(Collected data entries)
+++

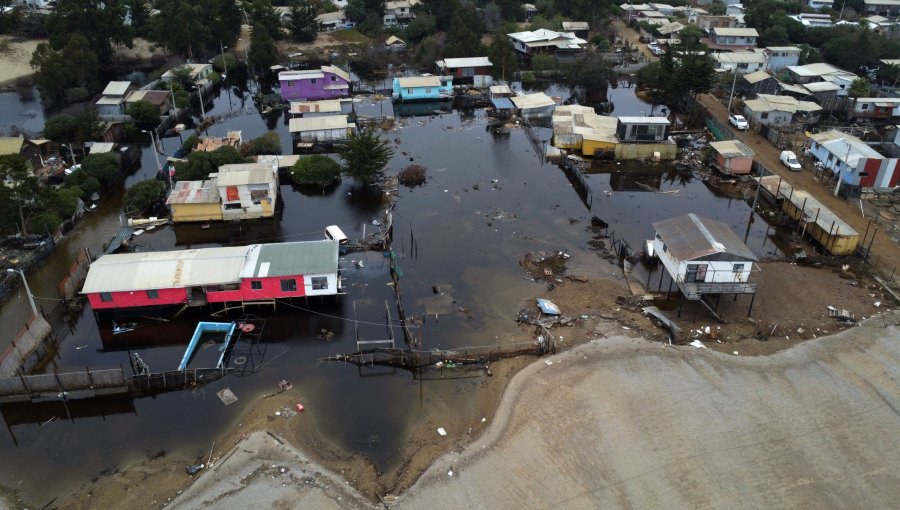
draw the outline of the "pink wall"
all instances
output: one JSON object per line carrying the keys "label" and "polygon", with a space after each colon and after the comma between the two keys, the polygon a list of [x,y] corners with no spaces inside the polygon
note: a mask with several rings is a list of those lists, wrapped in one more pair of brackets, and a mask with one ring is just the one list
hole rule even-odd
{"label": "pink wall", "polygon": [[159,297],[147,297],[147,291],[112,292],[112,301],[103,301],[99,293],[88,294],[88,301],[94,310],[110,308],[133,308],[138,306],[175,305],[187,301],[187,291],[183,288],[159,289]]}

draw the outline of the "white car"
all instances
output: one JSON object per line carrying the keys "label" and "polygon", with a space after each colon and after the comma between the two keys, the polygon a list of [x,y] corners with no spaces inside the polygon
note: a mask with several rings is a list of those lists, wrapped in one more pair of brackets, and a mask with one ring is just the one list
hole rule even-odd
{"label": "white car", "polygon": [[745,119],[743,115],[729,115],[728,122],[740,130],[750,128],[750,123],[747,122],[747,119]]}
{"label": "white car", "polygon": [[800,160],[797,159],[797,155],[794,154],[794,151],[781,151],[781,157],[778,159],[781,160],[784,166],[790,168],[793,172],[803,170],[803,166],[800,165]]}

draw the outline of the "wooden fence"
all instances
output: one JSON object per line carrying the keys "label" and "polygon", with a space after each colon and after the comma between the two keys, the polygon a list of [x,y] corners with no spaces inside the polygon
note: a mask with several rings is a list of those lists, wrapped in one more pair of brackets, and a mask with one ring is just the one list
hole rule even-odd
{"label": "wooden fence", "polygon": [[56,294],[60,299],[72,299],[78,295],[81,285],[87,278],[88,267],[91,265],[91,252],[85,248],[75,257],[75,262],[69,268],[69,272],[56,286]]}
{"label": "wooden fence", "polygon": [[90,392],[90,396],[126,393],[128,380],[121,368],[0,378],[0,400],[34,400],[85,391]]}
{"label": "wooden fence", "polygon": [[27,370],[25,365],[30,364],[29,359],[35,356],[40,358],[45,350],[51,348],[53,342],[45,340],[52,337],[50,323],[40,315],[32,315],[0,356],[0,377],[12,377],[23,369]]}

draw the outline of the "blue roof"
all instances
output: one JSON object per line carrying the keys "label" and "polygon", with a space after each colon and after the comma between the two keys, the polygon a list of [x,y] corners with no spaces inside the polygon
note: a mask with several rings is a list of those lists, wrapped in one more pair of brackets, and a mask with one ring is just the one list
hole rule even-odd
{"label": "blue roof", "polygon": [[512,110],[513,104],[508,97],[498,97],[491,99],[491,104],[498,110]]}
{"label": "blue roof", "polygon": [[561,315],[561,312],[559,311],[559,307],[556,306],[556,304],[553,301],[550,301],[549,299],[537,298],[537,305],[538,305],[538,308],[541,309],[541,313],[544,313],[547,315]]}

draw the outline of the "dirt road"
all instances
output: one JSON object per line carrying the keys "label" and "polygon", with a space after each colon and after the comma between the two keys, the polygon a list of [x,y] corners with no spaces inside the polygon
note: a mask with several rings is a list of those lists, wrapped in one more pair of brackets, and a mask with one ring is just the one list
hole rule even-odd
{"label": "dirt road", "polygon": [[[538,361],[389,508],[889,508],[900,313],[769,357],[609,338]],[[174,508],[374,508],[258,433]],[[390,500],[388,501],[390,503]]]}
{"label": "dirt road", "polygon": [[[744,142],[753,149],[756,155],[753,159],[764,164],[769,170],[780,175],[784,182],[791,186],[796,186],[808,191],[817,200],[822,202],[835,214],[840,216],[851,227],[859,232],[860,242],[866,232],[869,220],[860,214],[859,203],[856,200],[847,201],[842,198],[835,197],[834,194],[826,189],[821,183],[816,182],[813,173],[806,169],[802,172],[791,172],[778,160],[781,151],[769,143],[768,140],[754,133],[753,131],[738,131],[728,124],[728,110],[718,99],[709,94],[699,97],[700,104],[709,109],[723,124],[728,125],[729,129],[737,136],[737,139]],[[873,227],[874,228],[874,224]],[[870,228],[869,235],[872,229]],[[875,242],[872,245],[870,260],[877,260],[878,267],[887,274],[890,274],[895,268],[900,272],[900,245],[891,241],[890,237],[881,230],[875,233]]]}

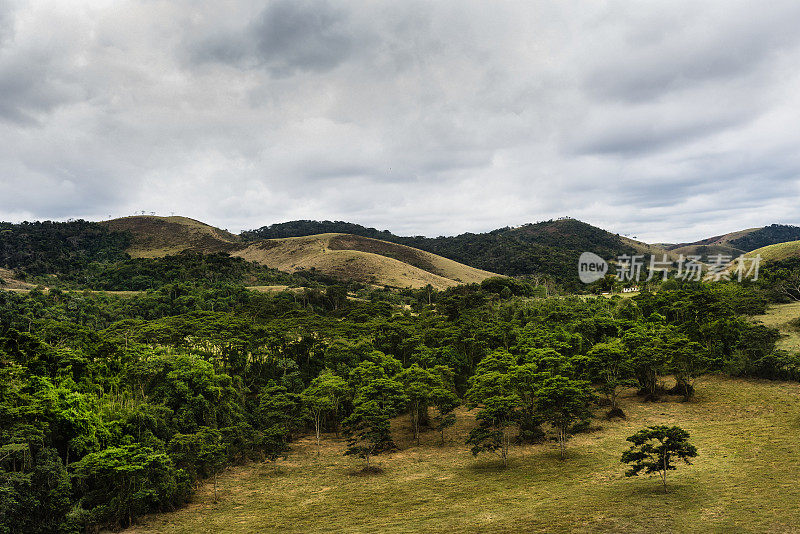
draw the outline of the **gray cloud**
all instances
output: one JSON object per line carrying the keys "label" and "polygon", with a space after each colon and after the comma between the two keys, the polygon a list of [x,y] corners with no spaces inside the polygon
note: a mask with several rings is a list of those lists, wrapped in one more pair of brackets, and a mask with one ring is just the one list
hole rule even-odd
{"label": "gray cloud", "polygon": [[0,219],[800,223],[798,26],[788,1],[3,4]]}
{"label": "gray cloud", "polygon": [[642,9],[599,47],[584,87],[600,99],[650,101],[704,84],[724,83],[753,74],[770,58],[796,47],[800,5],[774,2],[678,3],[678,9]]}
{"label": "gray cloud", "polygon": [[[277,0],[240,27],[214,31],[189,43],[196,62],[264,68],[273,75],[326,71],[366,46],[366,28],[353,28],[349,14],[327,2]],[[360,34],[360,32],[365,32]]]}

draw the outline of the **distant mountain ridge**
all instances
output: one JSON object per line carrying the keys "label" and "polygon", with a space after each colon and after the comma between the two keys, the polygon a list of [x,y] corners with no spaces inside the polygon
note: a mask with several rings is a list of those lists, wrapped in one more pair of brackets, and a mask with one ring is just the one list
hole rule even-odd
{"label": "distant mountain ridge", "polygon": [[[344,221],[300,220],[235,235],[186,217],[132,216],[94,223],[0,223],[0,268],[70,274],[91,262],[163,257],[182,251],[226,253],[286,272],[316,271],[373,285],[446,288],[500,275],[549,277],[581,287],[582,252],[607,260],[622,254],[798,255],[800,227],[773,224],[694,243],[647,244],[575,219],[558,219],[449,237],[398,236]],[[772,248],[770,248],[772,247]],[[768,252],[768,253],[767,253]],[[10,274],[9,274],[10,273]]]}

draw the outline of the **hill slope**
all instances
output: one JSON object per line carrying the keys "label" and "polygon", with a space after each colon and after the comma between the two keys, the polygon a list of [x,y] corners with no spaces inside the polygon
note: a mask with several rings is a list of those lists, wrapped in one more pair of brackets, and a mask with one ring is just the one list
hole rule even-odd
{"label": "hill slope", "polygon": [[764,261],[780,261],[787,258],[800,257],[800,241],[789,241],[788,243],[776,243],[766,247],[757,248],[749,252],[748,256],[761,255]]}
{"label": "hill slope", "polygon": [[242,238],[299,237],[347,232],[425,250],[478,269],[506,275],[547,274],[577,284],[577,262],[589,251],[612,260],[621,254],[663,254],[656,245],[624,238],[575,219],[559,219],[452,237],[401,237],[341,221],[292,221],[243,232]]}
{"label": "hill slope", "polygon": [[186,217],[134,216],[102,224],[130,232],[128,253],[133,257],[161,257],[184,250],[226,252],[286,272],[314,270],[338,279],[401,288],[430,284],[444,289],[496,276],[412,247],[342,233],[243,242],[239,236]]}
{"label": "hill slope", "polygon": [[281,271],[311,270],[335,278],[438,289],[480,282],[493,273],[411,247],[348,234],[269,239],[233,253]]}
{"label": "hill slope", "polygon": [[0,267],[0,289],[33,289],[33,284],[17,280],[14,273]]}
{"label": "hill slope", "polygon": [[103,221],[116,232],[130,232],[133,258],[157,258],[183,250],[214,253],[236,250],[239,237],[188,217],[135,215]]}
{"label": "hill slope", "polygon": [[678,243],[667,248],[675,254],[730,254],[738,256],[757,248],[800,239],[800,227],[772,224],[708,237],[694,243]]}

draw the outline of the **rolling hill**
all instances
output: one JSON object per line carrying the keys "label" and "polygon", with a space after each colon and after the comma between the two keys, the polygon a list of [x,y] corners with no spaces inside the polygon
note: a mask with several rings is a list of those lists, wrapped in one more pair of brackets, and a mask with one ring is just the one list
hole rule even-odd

+++

## Problem details
In the records, locate each line holding the string "draw" and copy it.

## Exercise answer
draw the outline of the "pink wall"
draw the outline of the "white car"
draw the outline of the "wooden fence"
draw the outline of the "blue roof"
draw the outline of the "dirt road"
draw the outline of the **gray cloud**
draw the outline of the **distant mountain ridge**
draw the outline of the **hill slope**
draw the outline of the **rolling hill**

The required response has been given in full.